Collected data entries
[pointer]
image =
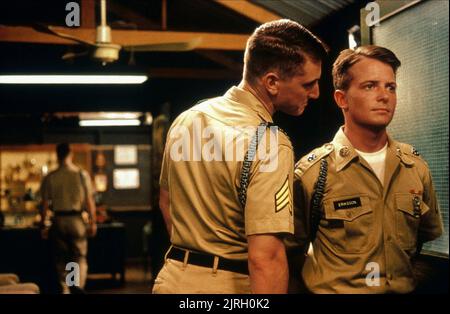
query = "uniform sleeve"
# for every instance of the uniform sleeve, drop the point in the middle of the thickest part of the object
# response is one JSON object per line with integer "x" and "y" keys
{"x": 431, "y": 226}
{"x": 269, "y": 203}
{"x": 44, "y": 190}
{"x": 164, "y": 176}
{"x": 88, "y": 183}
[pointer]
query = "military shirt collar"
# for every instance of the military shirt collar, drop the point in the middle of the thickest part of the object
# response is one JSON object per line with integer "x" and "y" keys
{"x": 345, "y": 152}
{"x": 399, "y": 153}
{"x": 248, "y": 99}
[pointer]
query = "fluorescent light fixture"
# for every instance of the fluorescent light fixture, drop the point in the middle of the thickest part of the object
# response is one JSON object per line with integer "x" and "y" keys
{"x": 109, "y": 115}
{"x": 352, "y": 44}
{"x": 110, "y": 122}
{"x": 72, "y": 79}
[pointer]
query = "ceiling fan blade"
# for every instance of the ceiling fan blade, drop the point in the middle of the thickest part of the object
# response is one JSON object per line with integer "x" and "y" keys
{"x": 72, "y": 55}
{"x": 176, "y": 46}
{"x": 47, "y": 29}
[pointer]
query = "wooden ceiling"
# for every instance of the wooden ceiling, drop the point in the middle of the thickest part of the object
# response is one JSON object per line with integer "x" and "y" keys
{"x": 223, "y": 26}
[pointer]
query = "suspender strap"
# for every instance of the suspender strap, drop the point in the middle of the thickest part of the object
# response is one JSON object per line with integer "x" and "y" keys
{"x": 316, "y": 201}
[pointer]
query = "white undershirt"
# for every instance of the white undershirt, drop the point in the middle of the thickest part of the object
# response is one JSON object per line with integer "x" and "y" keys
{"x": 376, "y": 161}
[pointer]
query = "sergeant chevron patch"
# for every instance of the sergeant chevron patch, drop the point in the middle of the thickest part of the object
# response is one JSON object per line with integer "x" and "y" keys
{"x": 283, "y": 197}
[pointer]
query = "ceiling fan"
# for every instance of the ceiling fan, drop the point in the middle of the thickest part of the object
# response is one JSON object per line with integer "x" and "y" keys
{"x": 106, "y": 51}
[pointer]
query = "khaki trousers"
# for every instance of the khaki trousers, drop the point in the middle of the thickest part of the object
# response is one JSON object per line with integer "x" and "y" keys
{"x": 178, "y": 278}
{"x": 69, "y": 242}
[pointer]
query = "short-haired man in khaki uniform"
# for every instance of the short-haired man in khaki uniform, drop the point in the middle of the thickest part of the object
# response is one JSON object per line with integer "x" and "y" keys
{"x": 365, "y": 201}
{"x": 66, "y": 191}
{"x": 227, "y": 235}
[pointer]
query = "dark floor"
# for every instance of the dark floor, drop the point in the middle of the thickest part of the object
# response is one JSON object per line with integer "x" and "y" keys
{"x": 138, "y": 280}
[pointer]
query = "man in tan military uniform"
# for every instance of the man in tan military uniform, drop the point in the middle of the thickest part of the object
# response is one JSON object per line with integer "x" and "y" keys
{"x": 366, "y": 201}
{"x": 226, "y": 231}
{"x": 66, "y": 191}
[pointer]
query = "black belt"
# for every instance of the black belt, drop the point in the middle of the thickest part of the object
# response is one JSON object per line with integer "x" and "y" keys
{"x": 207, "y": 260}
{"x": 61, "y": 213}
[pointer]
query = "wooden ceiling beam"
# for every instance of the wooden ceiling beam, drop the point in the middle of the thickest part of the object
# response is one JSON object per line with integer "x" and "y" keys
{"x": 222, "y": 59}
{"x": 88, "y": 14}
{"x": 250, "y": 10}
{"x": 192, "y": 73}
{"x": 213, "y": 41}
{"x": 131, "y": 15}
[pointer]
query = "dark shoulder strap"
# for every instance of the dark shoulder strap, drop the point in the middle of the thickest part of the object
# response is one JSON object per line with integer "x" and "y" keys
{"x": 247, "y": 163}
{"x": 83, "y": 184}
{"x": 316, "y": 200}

Requirement: Repeat all of the records verbatim, leaving out the pictures.

Final result:
[pointer]
image =
query = "uniform sleeve"
# for every instance of the uniform sleeve, drop the point in the middle of the thickest part of the object
# response is one JSON object per line with integer "x" and "y" keys
{"x": 431, "y": 226}
{"x": 269, "y": 203}
{"x": 44, "y": 190}
{"x": 164, "y": 176}
{"x": 88, "y": 183}
[pointer]
query = "military shirt collar"
# for every instance of the military shirt collar, drop the point in the middle of the thickest part of the object
# response is one JSON object per line with integer "x" and "y" keys
{"x": 345, "y": 152}
{"x": 399, "y": 153}
{"x": 248, "y": 99}
[pointer]
query = "fluorescent light fixture"
# for every instance of the fluorescent light fixture, drop the point in the middle of the thickest part of the object
# response is one JSON object per line with integer "x" and "y" keys
{"x": 109, "y": 115}
{"x": 352, "y": 44}
{"x": 110, "y": 122}
{"x": 72, "y": 79}
[pointer]
query = "ceiling fan blade"
# for every instance of the ceiling fan blade, drop the point in the middle of the thickest part of the object
# response is one JSON object per line with integer "x" and "y" keys
{"x": 72, "y": 55}
{"x": 176, "y": 46}
{"x": 47, "y": 29}
[pointer]
query = "wooden ceiling"
# for every instance of the wooden ceiling, drop the point in the middle of the thickest part of the object
# response is one JSON object per line with integer "x" and "y" keys
{"x": 223, "y": 26}
[pointer]
query = "suspender strap"
# for every instance of the suspender strap, drop the point in the middle of the thickest part of the object
# response is one JSON object per line with integer "x" and "y" keys
{"x": 316, "y": 201}
[pointer]
query = "white undershirt"
# for every instance of the white undershirt, drop the point in the middle of the thickest part of the object
# response is one JSON object per line with integer "x" and "y" keys
{"x": 376, "y": 161}
[pointer]
query = "sergeant chevron patch"
# for every instance of the sergeant chevron patch, drop the point in the middle of the thickest part of the object
# response is one JSON object per line with integer "x" and "y" keys
{"x": 283, "y": 197}
[pointer]
query = "ceiling fan"
# for every instance of the ceiling fan, drop the point in the middle of the thickest part of the object
# response is one JSON object per line with integer "x" and "y" keys
{"x": 106, "y": 51}
[pointer]
query = "khaki trousers"
# for every instance of the khaki trousers, drop the point in the middle of the thickest part of the object
# response is one JSON object per line with integer "x" and "y" keys
{"x": 178, "y": 278}
{"x": 69, "y": 242}
[pointer]
query = "short-haired man in khaki uniform"
# for every instance of the short-haired man in khaki uniform, drop the point in the middle of the thickest part of the object
# response is one JSON object per line with integer "x" and "y" keys
{"x": 365, "y": 201}
{"x": 66, "y": 191}
{"x": 227, "y": 235}
[pointer]
query = "dark floor"
# for every instance of the dark floor, drop the point in the middle of the thickest part of the object
# response is one JSON object per line with integer "x" and "y" keys
{"x": 138, "y": 280}
[pointer]
query = "man in tan military uniform"
# for every instance of the man in tan military uniform, drop the point in the middle of the thickest part of the object
# response is one JSON object per line with integer "x" and "y" keys
{"x": 366, "y": 201}
{"x": 226, "y": 231}
{"x": 66, "y": 191}
[pointer]
query = "black belt"
# for every instance of the black belt, drop the point in the middle of the thickest part of the object
# response is one JSON object per line with integer "x" and "y" keys
{"x": 207, "y": 260}
{"x": 61, "y": 213}
[pointer]
query = "wooden ceiling beam"
# for every instance of the wooden ceiling beam, drop the point in the middle of the thickest part of the object
# response is one JSON object per line with integer "x" and "y" keys
{"x": 222, "y": 59}
{"x": 88, "y": 14}
{"x": 250, "y": 10}
{"x": 192, "y": 73}
{"x": 213, "y": 41}
{"x": 131, "y": 15}
[pointer]
query = "dark shoulder strap"
# for every instance of the dark shoulder strap, drop the point in the middle of the thickest part of the object
# response is one JSON object per line with integer "x" and "y" keys
{"x": 247, "y": 163}
{"x": 83, "y": 184}
{"x": 316, "y": 200}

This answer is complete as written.